Set exercise A: Count the lines in the records that contain the string "dark". Reply with only the number.

Quoted text:
Sorry for writing so much but you asked for it.. :-)

On 28.04.2011 20:08, duncan wrote:
> We are accessing native libraries from Java. This works outside of
> OSGi and in OSGi on Windows but not on Linux probably because the dll
> and so linking behave differently.

Yes and no. They work differently, but you must understand why.
Instead of randomly "successful" expriments here is what happens & why,
and what you can do to load native code from bundles regardless of platform.

First off: the Bundle-NativeCode capabilitiy/idea is absolutely
fantastic and one of the most underrated & unknown features of OSGi. It
works well, but is naturally affected by the capabilities of the
underlying OS and Java's behaviour. Naturally this area is harder since
"write once, run anywhere" does not apply any longer when you venture
outside the JVM. Nobody just walks into native land.

I'll skip the case where you only have a single library, since that is
easy and not a problem on either platform. Just link all your JNI stubs
and whatever they call into one big dll/so and bingo; works everywhere.

As you have learned this is not so easy any more when you have two or
more libraries with dependencies between them. Since loading of
dependencies between native libraries works differently on different
OSes, there is nothing OSGi itself can do here; but understanding what
exactly happens will allow us to handle the differences in a transparent
manner.

First off let's understand what happens when Java loads a dll/so.

Regardless of the platform-specific call the library is loaded, and -
before the call returns - the OS will notice missing symbols (e.g.
functions defined in a dependent library) and start the
platform-dependent search for dependencies to satisfies the missing bits.
Windows will look in the current working directory of the process
(usually useless for OSGi) and then %PATH%, Linux will inspect
LD_LIBRARY_PATH ([1]) and then consult the ld.so cache, usually located
in /etc/ld.so.cache. This cache contains a cached representation of the
system-wide search paths usually declared in /etc/ld.so.conf. This can
be updated by e.g. an installer or system management tool; see man ldconfig.

Available records:
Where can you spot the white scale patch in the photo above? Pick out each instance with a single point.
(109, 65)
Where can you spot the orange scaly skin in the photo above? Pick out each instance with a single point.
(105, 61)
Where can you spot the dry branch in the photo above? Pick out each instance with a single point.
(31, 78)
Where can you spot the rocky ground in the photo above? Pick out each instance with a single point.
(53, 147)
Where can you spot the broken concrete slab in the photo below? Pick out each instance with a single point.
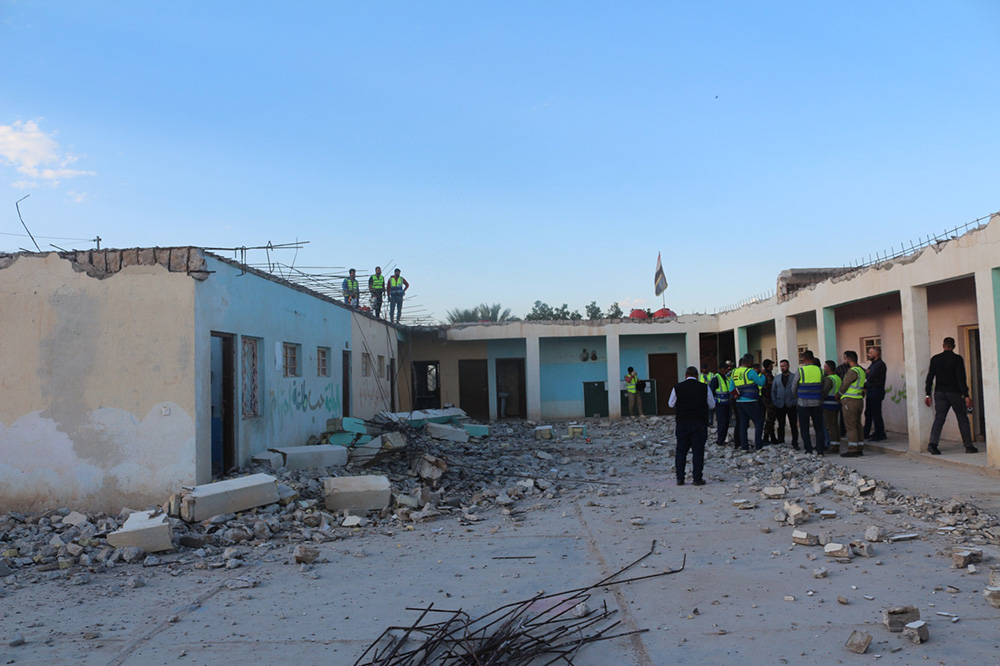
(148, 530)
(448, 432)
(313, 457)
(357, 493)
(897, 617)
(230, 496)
--
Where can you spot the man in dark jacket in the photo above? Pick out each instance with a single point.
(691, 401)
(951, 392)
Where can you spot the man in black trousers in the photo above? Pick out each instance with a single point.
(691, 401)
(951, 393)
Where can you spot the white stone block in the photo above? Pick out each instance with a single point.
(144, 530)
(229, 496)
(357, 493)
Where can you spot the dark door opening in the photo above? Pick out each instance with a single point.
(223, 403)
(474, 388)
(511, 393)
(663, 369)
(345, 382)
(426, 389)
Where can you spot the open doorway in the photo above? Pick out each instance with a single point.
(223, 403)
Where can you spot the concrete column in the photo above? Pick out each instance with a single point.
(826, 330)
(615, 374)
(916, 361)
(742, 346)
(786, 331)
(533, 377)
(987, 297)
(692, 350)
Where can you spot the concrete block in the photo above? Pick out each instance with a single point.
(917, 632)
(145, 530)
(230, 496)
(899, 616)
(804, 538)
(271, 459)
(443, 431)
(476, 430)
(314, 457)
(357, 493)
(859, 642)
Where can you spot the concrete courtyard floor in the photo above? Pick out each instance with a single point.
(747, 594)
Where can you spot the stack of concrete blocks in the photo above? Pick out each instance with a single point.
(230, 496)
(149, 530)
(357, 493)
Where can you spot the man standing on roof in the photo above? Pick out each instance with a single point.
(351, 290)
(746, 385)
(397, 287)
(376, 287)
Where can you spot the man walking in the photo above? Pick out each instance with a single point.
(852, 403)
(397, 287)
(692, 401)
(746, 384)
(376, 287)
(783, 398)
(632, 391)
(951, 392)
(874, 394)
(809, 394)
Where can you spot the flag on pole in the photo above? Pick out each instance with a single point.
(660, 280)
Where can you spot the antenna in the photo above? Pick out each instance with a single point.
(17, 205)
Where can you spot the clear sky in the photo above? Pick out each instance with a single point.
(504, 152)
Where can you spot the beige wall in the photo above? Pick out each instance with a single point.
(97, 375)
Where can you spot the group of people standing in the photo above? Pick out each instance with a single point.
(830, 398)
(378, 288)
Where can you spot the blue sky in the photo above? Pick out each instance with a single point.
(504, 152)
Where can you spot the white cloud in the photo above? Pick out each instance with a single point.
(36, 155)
--
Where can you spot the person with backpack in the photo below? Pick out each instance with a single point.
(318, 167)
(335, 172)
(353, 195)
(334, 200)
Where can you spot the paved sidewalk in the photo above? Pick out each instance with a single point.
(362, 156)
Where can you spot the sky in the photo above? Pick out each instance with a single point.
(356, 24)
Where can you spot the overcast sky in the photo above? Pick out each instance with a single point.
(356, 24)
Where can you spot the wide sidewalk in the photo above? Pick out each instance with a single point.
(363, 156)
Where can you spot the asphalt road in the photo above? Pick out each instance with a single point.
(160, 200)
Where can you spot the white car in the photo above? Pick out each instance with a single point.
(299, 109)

Set exercise B: Write the next part of the post about loading native libraries in OSGi, picking up right after its last sentence.

Task answer A: 2

Task answer B:
All of these mechanisms are unfortunately not too useful for OSGi, since
two or more libraries contained in & unpacked from a bundle are sitting
somewhere in a bundle cache - a private directory normally not visible
to the OS. So what can you do to trick the native platform loading into
doing the right thing?

Let's start with Windows since that is ironically the easiest case. As
some other posters have indicated you can indeed pre-load dependencies
in their correct order and then load your JNI library. The preloading
makes sure that the last loaded dependency has no missing symbols, and
the native search machinery does not kick in - problem averted.

Then you try this on Linux or OSX and realize that it Simply Does Not
Work (sorry Richard :). Why?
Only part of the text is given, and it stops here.